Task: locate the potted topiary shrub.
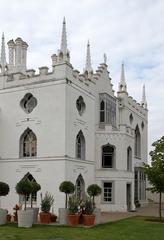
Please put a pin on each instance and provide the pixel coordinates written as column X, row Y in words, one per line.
column 46, row 203
column 88, row 216
column 4, row 190
column 73, row 216
column 35, row 188
column 68, row 188
column 94, row 190
column 25, row 217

■ Your instructions: From the line containing "Please put a" down to the end of the listing above, return each line exactly as it appears and nothing more.

■ Written response:
Please put a pin on each instance and provide the pixel coordinates written as column X, row Y in words, one per line.
column 46, row 203
column 88, row 216
column 4, row 190
column 73, row 216
column 35, row 188
column 68, row 188
column 94, row 190
column 25, row 217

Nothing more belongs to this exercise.